(Lines of data)

● ● ● ● ● ● ●

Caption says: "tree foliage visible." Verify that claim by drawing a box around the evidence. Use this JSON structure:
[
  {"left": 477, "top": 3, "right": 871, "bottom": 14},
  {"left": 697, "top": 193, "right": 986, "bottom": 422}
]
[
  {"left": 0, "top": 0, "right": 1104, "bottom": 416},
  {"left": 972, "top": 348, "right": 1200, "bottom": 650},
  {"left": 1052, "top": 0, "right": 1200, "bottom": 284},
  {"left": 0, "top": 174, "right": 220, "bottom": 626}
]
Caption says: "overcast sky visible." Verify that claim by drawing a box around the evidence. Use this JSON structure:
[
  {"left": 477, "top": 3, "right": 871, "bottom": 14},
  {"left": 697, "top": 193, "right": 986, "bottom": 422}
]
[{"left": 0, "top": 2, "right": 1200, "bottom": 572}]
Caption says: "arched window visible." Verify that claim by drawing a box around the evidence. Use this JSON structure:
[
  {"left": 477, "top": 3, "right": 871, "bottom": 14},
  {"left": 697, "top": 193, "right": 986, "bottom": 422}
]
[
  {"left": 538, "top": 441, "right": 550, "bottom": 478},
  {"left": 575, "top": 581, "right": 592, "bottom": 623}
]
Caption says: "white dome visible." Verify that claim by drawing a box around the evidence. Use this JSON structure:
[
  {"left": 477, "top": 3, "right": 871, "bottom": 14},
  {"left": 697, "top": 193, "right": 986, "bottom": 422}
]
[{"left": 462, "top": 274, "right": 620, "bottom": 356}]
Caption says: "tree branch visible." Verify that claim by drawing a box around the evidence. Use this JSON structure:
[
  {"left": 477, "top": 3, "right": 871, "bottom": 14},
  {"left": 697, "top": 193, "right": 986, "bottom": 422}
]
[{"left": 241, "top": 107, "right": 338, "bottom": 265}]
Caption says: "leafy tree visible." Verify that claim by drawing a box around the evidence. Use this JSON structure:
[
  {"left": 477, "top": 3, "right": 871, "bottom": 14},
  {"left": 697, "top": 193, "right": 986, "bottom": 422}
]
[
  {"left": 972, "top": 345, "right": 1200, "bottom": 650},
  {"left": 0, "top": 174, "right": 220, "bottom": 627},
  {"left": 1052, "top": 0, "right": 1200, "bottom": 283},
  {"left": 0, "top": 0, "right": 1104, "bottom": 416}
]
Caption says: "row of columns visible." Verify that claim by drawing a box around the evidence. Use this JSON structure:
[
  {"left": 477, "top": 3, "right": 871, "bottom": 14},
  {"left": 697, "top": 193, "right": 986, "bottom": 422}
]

● ● ● ● ● ● ●

_Challenge_
Report each line of the listing above that contains the string "Caption", copying every such line in full. Case counts when matching.

_Written response_
Caption says: "tree foliage visible." Verify that claim by drawing a box around the evidence. Use this JSON structure:
Caption says: "overcast sky visible." Verify that claim by drawing a box around the evidence. Use this JSON structure:
Caption says: "arched window visible." Verify that claim by drawing a box around the evidence. Use this JSON structure:
Caption says: "white dome visible." Verify that claim by drawing a box around the evidence. Use this JSON structure:
Caption says: "tree branch visible." Verify that claim by drawing a box around the evidence. Use this JSON structure:
Caption says: "leafy tree visible." Verify that claim by drawing a box around the evidence. Use this JSON structure:
Caption says: "row of columns visible." Verify that claim by drawing a box around the evidence. Use this JSON structure:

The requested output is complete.